→ PROMPT A
Answer these questions from the mailing list thread:
(i) Which source file does the one-line patch modify?
(ii) Who is said to have added the PCI "enable" attribute, and for which driver?
(iii) Which tool is suggested for disabling the device in the test?
→ PROMPT B
List every person named in the mailing list thread.

→ READING TEXT
:::::
Message ID | 20180517022030.GB21959@localhost.localdomain (mailing list archive) |
---|---|
State | New, archived |
Headers | show |
On Wed, May 16, 2018 at 08:20:31PM -0600, Keith Busch wrote: > On Thu, May 17, 2018 at 07:10:59AM +0800, Ming Lei wrote: > > All simulation in block/011 may happen in reality. > > If this test actually simulates reality, then the following one line > patch (plus explanation for why) would be a real "fix" as this is very > successful in passing block/011. :) > > --- > diff --git a/drivers/nvme/host/pci.c b/drivers/nvme/host/pci.c > index 1faa32cd07da..dcc5746304c4 100644 > --- a/drivers/nvme/host/pci.c > +++ b/drivers/nvme/host/pci.c > @@ -2118,6 +2118,12 @@ static int nvme_pci_enable(struct nvme_dev *dev) > > if (pci_enable_device_mem(pdev)) > return result; > + /* > + * blktests block/011 disables the device without the driver knowing. > + * We'll just enable the device twice to get the enable_cnt > 1 > + * so that the test's disabling does absolutely nothing. > + */ > + pci_enable_device_mem(pdev); Heh. But yes, this test and the PCI "enable" interface in sysfs look horribly wrong. pci_disable_device/pci_enable_device aren't something we can just do underneath the driver. Even if injecting the lowlevel config space manipulations done by it might be useful and a good test the Linux state ones are just killing the driver. The enable attribute appears to have been added by Arjan for the Xorg driver. I think if we have a driver bound to the device we should not allow it.
On Thu, May 17, 2018 at 10:41:29AM +0200, Christoph Hellwig wrote: > On Wed, May 16, 2018 at 08:20:31PM -0600, Keith Busch wrote: > > On Thu, May 17, 2018 at 07:10:59AM +0800, Ming Lei wrote: > > > All simulation in block/011 may happen in reality. > > > > If this test actually simulates reality, then the following one line > > patch (plus explanation for why) would be a real "fix" as this is very > > successful in passing block/011. :) > > > > --- > > diff --git a/drivers/nvme/host/pci.c b/drivers/nvme/host/pci.c > > index 1faa32cd07da..dcc5746304c4 100644 > > --- a/drivers/nvme/host/pci.c > > +++ b/drivers/nvme/host/pci.c > > @@ -2118,6 +2118,12 @@ static int nvme_pci_enable(struct nvme_dev *dev) > > > > if (pci_enable_device_mem(pdev)) > > return result; > > + /* > > + * blktests block/011 disables the device without the driver knowing. > > + * We'll just enable the device twice to get the enable_cnt > 1 > > + * so that the test's disabling does absolutely nothing. > > + */ > > + pci_enable_device_mem(pdev); > > Heh. But yes, this test and the PCI "enable" interface in sysfs look > horribly wrong. pci_disable_device/pci_enable_device aren't something we > can just do underneath the driver. Even if injecting the lowlevel > config space manipulations done by it might be useful and a good test > the Linux state ones are just killing the driver. Yes, I'm totally fine with injecting errors into the config space, but for goodness sakes, don't fuck with the internal kernel structures out from under drivers using them. My suggestion is to use 'setpci' to disable the device if you want to inject this scenario. That way you get the desired broken device scenario you want to test, but struct pci_dev hasn't been altered. > The enable attribute appears to have been added by Arjan for the > Xorg driver. I think if we have a driver bound to the device we > should not allow it. Agreed. Alternatively possibly call the driver's reset_preparei/done callbacks.
:::::
→ DATA ENTRIES
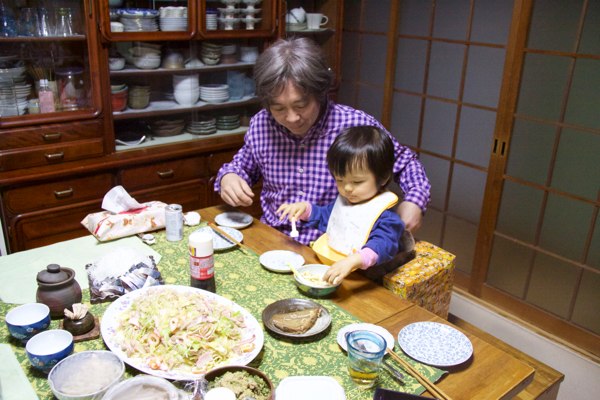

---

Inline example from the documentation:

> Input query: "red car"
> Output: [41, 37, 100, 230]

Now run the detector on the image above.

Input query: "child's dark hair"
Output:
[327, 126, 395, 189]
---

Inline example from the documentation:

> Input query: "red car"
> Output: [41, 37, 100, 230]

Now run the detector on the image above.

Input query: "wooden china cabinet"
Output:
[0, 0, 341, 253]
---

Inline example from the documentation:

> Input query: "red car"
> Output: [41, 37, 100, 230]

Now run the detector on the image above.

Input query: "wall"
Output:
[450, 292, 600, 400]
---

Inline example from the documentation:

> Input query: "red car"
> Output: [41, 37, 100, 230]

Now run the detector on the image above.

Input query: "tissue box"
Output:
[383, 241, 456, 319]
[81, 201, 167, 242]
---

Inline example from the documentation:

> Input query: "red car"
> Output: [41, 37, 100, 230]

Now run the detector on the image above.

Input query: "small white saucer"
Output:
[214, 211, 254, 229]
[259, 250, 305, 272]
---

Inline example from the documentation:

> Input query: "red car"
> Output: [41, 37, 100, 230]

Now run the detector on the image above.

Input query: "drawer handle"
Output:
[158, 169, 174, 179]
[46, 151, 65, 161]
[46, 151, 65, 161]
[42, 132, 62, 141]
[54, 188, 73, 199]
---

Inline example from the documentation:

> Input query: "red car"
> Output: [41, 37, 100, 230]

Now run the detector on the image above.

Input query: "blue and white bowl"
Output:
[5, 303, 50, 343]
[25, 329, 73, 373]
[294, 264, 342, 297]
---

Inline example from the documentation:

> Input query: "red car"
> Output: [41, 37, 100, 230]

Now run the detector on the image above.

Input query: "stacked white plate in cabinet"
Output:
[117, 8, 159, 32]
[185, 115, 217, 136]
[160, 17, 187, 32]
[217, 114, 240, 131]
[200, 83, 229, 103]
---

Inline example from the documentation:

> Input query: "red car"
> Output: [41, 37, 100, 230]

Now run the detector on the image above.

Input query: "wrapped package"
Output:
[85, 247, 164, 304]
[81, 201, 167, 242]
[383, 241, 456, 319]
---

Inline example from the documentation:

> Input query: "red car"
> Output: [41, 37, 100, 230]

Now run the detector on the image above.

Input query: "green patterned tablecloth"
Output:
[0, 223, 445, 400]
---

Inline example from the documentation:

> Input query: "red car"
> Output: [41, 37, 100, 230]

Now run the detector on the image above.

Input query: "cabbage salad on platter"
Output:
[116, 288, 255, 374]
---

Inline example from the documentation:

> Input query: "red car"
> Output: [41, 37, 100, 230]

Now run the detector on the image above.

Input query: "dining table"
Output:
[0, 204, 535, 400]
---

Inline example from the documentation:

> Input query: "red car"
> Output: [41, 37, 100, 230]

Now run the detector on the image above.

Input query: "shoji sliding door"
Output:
:::::
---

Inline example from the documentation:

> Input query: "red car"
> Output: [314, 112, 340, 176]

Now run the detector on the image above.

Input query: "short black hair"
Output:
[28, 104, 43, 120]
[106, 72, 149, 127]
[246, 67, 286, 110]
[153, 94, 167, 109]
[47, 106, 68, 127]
:::::
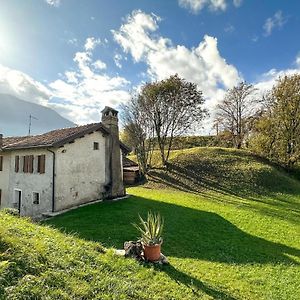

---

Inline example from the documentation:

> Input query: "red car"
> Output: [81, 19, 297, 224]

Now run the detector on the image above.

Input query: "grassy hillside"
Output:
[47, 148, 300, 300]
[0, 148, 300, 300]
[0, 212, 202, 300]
:::::
→ ANSWER A
(i) drivers/nvme/host/pci.c
(ii) Arjan, for the Xorg driver.
(iii) setpci

→ ANSWER B
Keith Busch, Ming Lei, Christoph Hellwig, Arjan